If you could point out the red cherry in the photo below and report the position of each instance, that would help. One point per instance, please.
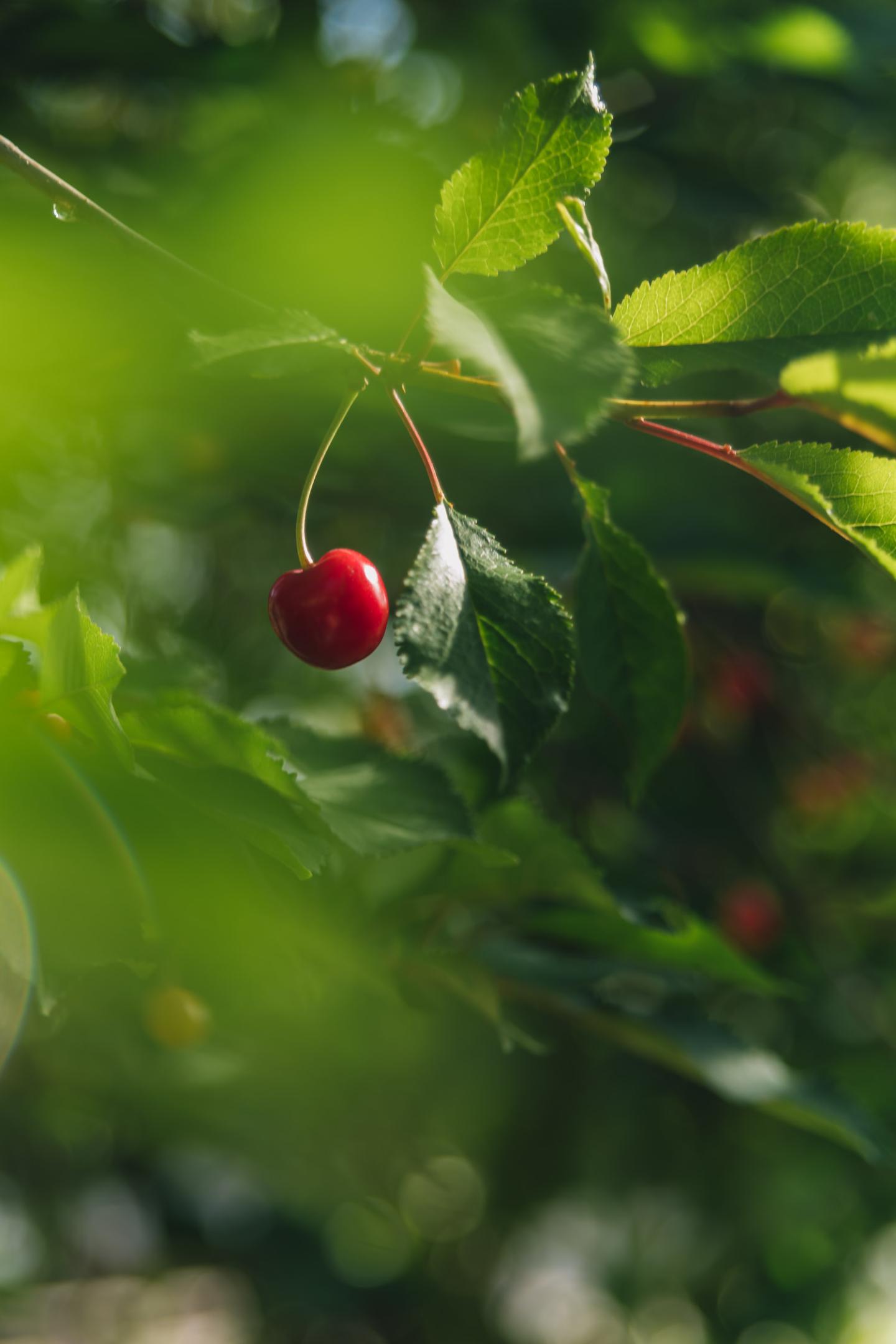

————————

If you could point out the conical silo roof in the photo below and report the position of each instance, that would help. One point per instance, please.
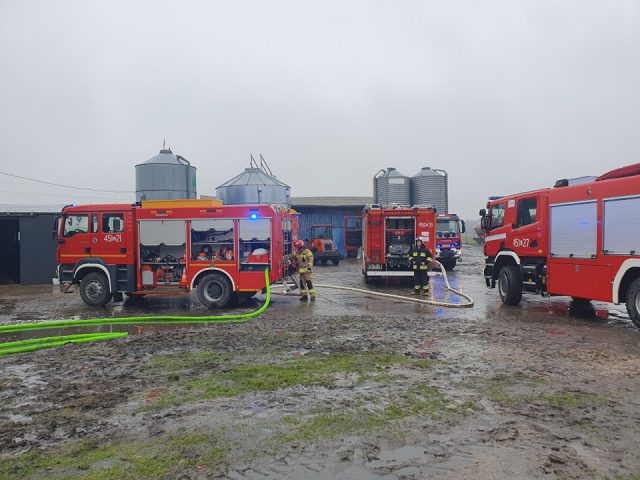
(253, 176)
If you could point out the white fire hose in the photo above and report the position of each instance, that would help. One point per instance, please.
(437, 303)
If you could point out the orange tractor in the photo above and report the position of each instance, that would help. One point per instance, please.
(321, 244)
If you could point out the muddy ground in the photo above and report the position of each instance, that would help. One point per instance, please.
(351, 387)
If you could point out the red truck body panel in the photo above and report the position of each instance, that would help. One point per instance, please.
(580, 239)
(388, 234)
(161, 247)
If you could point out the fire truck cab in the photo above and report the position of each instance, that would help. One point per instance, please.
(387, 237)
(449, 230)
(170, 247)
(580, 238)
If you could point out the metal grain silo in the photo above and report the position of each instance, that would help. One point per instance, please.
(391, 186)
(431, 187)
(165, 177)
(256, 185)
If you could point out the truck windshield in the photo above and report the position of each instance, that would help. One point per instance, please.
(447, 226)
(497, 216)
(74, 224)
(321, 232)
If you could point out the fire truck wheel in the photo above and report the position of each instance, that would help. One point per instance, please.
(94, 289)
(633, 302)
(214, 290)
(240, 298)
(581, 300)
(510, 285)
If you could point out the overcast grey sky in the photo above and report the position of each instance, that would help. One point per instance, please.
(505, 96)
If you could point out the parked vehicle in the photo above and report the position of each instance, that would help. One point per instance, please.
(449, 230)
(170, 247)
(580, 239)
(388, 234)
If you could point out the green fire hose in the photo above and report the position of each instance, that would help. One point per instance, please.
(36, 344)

————————

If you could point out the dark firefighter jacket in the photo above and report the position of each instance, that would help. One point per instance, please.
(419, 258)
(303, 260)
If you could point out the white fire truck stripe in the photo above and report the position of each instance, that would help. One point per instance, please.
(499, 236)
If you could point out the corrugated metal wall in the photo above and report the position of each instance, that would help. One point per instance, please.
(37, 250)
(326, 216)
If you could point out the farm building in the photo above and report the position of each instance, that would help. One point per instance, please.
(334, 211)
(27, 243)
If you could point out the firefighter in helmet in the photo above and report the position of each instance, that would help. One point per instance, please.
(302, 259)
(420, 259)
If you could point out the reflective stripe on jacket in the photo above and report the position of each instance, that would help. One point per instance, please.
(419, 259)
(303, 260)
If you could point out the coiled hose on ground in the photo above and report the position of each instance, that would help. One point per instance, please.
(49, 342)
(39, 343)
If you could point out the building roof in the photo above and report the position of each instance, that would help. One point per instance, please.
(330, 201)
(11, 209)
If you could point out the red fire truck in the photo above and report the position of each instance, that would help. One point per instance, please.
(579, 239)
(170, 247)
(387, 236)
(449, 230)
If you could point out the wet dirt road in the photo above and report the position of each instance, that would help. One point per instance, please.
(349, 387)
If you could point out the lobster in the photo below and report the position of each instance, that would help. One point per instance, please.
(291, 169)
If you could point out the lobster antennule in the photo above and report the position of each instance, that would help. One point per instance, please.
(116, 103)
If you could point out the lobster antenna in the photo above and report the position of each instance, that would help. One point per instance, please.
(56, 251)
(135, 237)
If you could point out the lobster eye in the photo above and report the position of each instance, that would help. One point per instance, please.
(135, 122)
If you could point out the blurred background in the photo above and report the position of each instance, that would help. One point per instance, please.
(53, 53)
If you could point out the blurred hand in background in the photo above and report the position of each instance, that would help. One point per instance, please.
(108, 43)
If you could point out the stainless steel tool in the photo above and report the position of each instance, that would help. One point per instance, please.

————————

What is being asked: Write out the lines of the entries above as a JSON list of strings, one string per line and no blank lines. Start with the line containing "If you could point out the lobster antenna" and continue through the line containing "If you could point out the stainless".

Written answer:
[
  "If you could point out the lobster antenna in the photo above and report the position of each instance, that would help. One point per instance, please.",
  "(56, 251)",
  "(135, 237)",
  "If you could point out the lobster eye in the photo above and report the position of each instance, that would help. One point per instance, please.",
  "(135, 122)",
  "If you could point out the blurred background in the photo above and report the position of each instance, that would help. One point per instance, please.",
  "(53, 53)",
  "If you could point out the blurred hand in background in the photo above and report the position of each instance, that would help. One point per instance, please.",
  "(108, 43)",
  "If you could point out the stainless steel tool in the photo above and report the position of each instance, that would help. One point per instance, please."
]